Grazie, Presidente! Grazie, Silvio! Confesso di aver vacillato per un istante sotto la mole delle proteste, contestazioni, indignazioni, distinguo, recriminazioni, persino pianti e lacrime, e ingiurie, calunnie, prese in giro, dileggi e persino sputi in faccia suscitati dal mio articolo sul manifesto del 13 aprile. Per fortuna (attenzione, questa è una battuta), qualche giorno fa, sabato 16 aprile, ho potuto ascoltare il discorso pronunciato dal Presidente del Consiglio all'incontro con quest'altra bella invenzione politico-organizzativa, che è il movimento «Al servizio degli Italiani», e mi sono facilmente persuaso che le cose non stanno affatto come le avevo descritte e interpretate in quell'articolo: stanno molto peggio.

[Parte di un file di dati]
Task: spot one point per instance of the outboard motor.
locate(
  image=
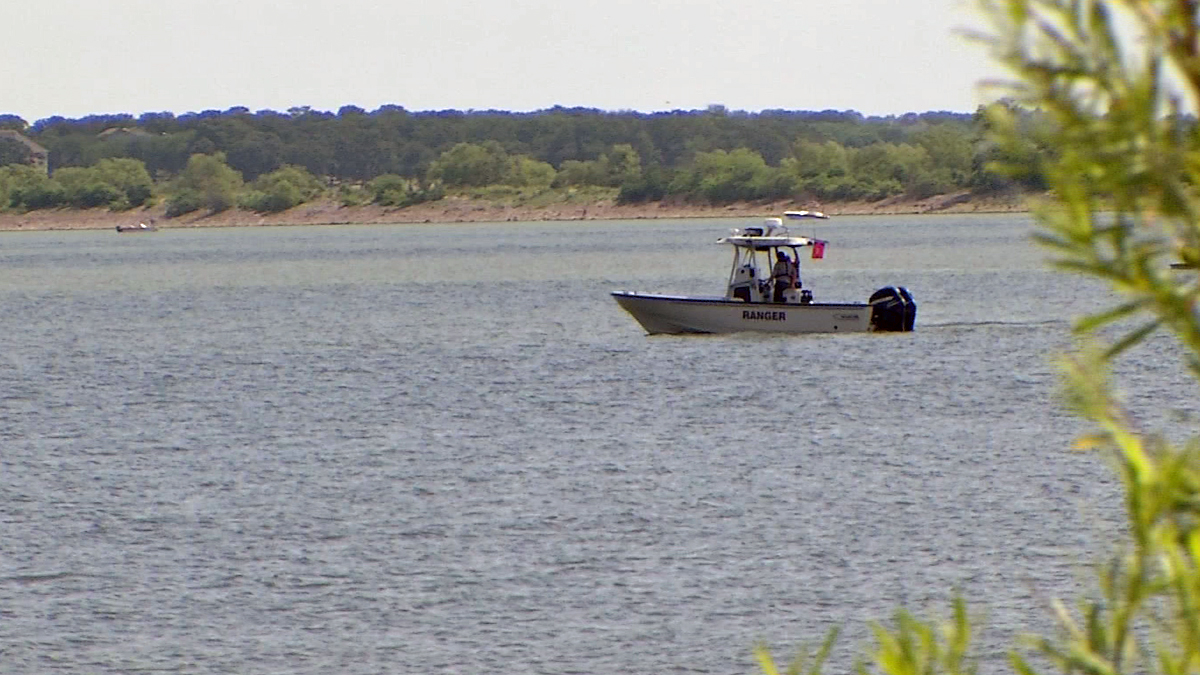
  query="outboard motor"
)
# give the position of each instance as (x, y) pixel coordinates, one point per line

-- COMPITI DA SVOLGERE --
(1) Riporta il tratto del testo citato che va da "Grazie, Presidente! Grazie, Silvio!" fino a "stanno molto peggio.", sostituendo "Presidente del Consiglio" con "capo del governo".
(2) Per favore, indica in che giorno, secondo il testo citato, è stato ascoltato il discorso del Presidente del Consiglio.
Questi record non hanno alcun legame con il testo citato.

-- RISULTATI PER COMPITO --
(1)
Grazie, Presidente! Grazie, Silvio! Confesso di aver vacillato per un istante sotto la mole delle proteste, contestazioni, indignazioni, distinguo, recriminazioni, persino pianti e lacrime, e ingiurie, calunnie, prese in giro, dileggi e persino sputi in faccia suscitati dal mio articolo sul manifesto del 13 aprile. Per fortuna (attenzione, questa è una battuta), qualche giorno fa, sabato 16 aprile, ho potuto ascoltare il discorso pronunciato dal capo del governo all'incontro con quest'altra bella invenzione politico-organizzativa, che è il movimento «Al servizio degli Italiani», e mi sono facilmente persuaso che le cose non stanno affatto come le avevo descritte e interpretate in quell'articolo: stanno molto peggio.

(2) Sabato 16 aprile.